Logo Questions Linux Laravel Mysql Ubuntu Git Menu
 

Generating a retention cohort from a pandas dataframe

I have a pandas dataframe that looks like this:

+-----------+------------------+---------------+------------+
| AccountID | RegistrationWeek | Weekly_Visits | Visit_Week |
+-----------+------------------+---------------+------------+
| ACC1      | 2015-01-25       |             0 | NaT        |
| ACC2      | 2015-01-11       |             0 | NaT        |
| ACC3      | 2015-01-18       |             0 | NaT        |
| ACC4      | 2014-12-21       |            14 | 2015-02-12 |
| ACC5      | 2014-12-21       |             5 | 2015-02-15 |
| ACC6      | 2014-12-21       |             0 | 2015-02-22 |
+-----------+------------------+---------------+------------+

It's essentially a visit log of sorts, as it holds all the necessary data for creating a cohort analysis.

Each registration week is a cohort. To know how many people are part of the cohort I can use:

visit_log.groupby('RegistrationWeek').AccountID.nunique()

What I want to do is create a pivot table with the registration weeks as keys. The columns should be the visit_weeks and the values should be the count of unique account ids who have more than 0 weekly visits.

Together with the total accounts in each cohort, I will then be able to show percentages instead of absolute values.

- _Written tasks_:
- A) List every column name in the table in the pandas retention cohort question.
- B) From the pandas retention cohort question, copy verbatim the part that opens with the words containing "It's essentially a" and closes with "visit_log.groupby('RegistrationWeek').AccountID.nunique()".
The records aren't needed for this work.

- _Extracted information_:
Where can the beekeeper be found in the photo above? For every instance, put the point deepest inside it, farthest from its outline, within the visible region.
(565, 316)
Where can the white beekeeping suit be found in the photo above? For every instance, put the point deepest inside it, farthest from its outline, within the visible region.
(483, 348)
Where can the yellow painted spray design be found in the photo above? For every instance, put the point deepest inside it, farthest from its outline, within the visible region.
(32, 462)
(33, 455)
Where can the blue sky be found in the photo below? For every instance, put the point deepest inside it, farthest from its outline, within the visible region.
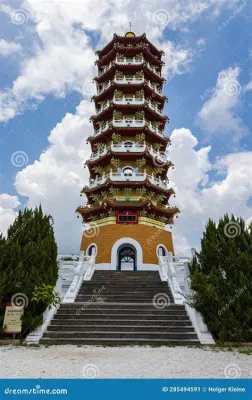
(47, 55)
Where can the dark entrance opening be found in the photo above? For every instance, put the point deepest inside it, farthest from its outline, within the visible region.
(127, 258)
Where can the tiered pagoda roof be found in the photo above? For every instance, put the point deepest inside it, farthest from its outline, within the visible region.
(129, 165)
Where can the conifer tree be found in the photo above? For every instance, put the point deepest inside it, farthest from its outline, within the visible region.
(28, 258)
(221, 278)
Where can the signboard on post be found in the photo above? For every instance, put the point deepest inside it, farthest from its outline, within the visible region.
(12, 319)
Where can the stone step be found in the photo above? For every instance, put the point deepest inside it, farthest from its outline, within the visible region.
(74, 316)
(119, 311)
(121, 300)
(121, 328)
(116, 283)
(119, 342)
(124, 334)
(100, 306)
(140, 322)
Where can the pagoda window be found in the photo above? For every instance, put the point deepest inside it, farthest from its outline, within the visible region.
(92, 250)
(128, 171)
(127, 217)
(128, 144)
(162, 251)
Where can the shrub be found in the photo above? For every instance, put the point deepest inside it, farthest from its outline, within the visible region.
(221, 276)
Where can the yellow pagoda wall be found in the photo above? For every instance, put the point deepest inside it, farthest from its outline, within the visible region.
(148, 237)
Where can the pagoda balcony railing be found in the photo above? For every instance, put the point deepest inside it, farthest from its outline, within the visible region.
(105, 69)
(128, 100)
(108, 84)
(133, 176)
(129, 61)
(158, 181)
(98, 154)
(154, 87)
(129, 123)
(133, 81)
(157, 154)
(155, 108)
(99, 180)
(128, 147)
(153, 69)
(101, 129)
(104, 107)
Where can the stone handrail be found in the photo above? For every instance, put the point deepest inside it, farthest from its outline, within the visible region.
(82, 267)
(166, 263)
(90, 270)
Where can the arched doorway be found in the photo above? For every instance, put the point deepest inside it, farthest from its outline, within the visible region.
(127, 258)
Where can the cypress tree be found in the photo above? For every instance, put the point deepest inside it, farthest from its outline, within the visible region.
(221, 277)
(28, 258)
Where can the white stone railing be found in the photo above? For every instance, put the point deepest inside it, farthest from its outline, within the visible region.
(108, 84)
(155, 129)
(153, 69)
(79, 267)
(129, 61)
(90, 270)
(167, 271)
(105, 69)
(200, 327)
(155, 108)
(129, 122)
(104, 107)
(166, 264)
(125, 80)
(157, 181)
(128, 100)
(133, 177)
(128, 147)
(157, 154)
(98, 154)
(101, 129)
(83, 267)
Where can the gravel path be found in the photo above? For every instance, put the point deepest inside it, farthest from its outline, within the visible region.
(124, 362)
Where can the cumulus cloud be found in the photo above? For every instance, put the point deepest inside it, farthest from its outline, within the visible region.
(55, 180)
(7, 214)
(219, 114)
(200, 198)
(64, 48)
(7, 48)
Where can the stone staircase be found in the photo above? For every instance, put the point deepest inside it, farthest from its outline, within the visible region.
(122, 308)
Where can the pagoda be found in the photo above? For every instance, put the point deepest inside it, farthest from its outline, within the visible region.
(127, 206)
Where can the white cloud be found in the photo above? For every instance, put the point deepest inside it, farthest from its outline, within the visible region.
(199, 198)
(219, 113)
(201, 42)
(55, 180)
(7, 48)
(248, 87)
(7, 214)
(64, 53)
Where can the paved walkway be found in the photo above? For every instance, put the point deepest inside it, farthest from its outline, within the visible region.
(126, 362)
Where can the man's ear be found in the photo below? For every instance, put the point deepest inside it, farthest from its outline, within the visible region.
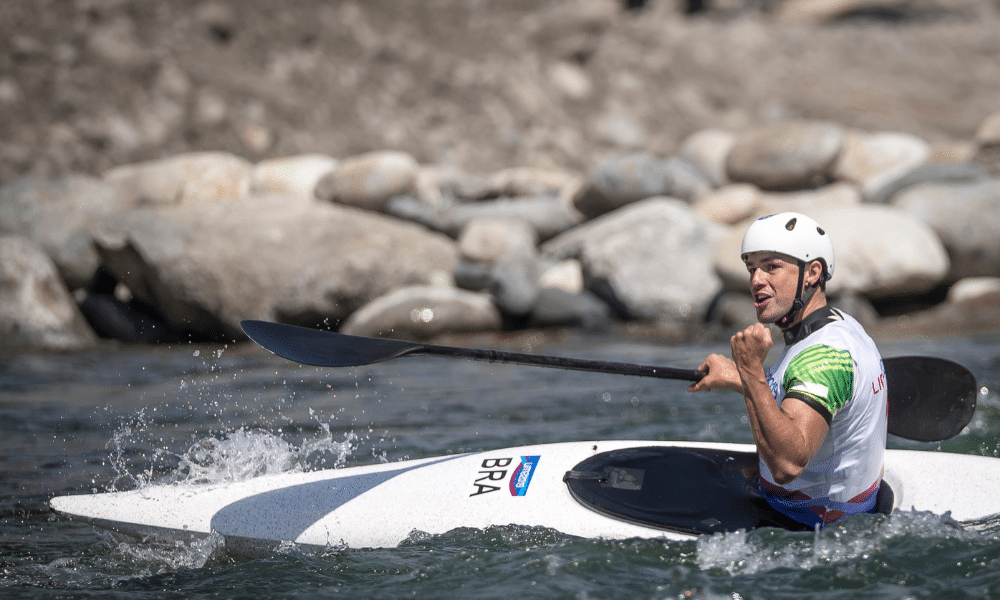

- _Answers given_:
- A) AccountID, RegistrationWeek, Weekly_Visits, Visit_Week

- B)
It's essentially a visit log of sorts, as it holds all the necessary data for creating a cohort analysis.

Each registration week is a cohort. To know how many people are part of the cohort I can use:

visit_log.groupby('RegistrationWeek').AccountID.nunique()